Records from a dataset
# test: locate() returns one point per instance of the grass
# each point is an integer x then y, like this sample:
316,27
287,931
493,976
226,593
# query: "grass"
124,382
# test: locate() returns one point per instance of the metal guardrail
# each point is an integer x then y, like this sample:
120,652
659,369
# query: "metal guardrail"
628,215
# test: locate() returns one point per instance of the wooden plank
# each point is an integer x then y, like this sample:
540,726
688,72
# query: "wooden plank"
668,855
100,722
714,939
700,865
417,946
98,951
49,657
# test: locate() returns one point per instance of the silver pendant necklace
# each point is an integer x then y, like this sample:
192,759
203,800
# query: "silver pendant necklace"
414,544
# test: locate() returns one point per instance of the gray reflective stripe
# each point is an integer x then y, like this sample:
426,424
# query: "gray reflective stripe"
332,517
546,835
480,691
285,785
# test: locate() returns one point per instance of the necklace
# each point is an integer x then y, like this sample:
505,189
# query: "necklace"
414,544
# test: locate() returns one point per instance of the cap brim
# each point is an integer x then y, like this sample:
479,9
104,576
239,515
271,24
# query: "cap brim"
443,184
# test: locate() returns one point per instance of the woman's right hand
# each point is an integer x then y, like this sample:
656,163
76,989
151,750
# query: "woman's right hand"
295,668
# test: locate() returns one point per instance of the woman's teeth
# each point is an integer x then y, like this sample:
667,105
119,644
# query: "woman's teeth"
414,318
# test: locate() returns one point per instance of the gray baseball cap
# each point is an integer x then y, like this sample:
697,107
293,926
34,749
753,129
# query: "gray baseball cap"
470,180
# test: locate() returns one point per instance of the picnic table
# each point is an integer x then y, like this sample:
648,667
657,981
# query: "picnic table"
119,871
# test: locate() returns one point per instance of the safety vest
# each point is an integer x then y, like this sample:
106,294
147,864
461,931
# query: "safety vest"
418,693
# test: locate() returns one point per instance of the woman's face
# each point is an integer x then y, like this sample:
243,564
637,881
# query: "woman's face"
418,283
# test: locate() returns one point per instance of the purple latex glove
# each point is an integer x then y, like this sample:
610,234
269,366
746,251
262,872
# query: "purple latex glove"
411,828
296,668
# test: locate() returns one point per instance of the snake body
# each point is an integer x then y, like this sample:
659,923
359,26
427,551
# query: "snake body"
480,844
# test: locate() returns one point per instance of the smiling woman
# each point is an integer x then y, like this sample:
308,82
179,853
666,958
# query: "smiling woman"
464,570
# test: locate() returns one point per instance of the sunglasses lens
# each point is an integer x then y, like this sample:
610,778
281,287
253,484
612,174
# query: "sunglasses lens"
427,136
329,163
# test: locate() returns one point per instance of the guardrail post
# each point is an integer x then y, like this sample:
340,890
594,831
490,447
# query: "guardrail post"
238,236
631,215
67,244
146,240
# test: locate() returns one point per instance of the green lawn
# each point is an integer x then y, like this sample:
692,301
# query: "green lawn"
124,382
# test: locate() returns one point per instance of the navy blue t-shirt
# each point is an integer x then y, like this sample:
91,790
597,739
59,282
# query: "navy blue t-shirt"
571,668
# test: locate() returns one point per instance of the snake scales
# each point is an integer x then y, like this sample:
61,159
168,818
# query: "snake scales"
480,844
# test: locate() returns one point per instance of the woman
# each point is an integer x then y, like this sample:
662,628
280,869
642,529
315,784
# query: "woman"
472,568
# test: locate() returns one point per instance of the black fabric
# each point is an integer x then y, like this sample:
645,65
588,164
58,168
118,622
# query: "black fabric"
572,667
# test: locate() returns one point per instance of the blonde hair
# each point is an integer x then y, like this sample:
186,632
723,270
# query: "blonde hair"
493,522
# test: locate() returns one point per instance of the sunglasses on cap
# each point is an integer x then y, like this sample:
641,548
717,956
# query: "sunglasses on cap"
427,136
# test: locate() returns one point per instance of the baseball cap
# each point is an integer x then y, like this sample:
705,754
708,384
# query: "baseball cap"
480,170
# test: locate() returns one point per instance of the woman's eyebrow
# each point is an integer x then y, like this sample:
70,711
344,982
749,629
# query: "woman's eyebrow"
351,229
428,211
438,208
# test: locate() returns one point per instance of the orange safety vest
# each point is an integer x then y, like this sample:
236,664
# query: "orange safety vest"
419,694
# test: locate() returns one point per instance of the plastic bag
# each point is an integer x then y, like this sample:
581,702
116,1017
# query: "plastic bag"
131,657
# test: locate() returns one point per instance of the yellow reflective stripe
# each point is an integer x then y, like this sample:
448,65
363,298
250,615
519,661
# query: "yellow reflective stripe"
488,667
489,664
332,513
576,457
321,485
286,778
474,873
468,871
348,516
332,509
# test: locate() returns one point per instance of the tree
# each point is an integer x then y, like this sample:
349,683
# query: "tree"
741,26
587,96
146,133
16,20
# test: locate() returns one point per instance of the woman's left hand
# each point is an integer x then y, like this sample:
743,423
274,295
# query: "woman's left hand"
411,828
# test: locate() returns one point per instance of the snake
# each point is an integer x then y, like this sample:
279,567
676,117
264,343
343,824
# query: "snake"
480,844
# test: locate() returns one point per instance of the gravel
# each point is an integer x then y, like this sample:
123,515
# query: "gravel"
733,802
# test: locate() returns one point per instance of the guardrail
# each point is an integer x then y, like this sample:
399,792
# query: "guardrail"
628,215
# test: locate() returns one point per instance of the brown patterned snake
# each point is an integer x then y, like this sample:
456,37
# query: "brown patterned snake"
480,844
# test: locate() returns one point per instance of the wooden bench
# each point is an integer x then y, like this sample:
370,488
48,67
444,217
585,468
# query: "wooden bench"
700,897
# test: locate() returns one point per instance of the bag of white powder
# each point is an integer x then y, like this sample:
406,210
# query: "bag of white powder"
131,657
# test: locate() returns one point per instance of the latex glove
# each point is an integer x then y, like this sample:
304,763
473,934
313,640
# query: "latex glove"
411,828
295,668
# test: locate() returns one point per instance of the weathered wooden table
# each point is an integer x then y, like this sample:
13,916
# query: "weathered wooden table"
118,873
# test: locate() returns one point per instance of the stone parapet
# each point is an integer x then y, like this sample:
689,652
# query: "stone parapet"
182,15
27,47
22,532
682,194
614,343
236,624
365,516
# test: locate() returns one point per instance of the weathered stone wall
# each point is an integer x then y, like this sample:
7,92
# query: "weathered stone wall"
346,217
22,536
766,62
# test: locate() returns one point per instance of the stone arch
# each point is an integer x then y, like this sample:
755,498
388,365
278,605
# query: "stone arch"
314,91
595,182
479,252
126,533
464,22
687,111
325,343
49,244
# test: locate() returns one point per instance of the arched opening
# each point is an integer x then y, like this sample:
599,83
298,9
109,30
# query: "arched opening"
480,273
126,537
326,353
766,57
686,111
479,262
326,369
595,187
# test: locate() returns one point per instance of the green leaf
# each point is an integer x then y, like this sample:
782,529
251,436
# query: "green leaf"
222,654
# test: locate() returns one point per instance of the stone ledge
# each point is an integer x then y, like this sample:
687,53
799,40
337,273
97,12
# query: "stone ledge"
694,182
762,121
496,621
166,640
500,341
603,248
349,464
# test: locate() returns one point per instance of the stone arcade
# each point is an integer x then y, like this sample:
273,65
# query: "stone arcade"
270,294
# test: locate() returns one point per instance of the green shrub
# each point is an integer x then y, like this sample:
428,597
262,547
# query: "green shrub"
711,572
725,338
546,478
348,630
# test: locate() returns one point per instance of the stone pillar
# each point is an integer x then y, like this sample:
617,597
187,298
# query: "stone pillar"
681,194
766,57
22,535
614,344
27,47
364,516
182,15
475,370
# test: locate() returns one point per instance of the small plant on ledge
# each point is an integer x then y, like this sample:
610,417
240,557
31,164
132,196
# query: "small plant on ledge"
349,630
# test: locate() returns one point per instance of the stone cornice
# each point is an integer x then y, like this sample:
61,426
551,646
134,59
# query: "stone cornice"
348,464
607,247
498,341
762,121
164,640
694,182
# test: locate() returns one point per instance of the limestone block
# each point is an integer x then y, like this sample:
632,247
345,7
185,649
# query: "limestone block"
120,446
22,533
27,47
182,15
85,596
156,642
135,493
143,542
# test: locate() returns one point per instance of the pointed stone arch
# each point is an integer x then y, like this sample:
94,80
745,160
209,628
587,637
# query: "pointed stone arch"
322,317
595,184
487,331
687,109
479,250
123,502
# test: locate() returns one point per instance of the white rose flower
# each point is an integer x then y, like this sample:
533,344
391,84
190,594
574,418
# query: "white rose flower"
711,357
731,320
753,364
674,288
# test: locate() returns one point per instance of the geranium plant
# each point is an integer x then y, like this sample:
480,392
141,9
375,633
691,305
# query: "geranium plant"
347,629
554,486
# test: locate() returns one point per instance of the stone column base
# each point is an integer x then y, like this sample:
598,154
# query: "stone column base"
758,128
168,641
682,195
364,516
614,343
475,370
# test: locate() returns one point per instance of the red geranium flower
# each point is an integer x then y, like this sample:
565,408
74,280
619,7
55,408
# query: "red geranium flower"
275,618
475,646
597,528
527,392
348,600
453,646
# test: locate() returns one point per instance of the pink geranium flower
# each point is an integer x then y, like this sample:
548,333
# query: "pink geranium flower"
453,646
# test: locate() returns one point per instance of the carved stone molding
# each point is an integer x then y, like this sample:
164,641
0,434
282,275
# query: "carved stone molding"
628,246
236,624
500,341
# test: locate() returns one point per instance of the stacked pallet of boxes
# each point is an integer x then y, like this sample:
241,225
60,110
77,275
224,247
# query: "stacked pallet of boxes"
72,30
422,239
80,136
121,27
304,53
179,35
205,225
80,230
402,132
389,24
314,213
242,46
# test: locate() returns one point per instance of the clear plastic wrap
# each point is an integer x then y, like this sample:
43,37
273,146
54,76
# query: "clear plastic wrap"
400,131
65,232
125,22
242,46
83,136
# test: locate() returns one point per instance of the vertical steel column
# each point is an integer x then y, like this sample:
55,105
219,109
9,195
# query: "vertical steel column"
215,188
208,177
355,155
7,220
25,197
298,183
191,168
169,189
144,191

== INSTRUCTIONS TO FOLLOW ==
Begin at the line that has "the stone arch" in the entries above; stop after the line that has "the green leaf". Transcribe exactly those lines and no others.

== ANSWER BOX ==
# test: locate() returns one point per instance of the stone arch
# each point is an integer x then y, like this sample:
755,498
388,365
278,605
# query: "stone arch"
314,91
595,182
479,252
126,533
464,22
687,111
325,343
49,244
# test: locate() returns one point per instance of the arched opening
# each point is an integer x then y, like this sample:
599,83
298,9
109,30
# query: "arched opening"
480,273
126,537
326,353
766,57
686,111
479,262
326,369
595,187
# test: locate() returns one point per instance of the green leaf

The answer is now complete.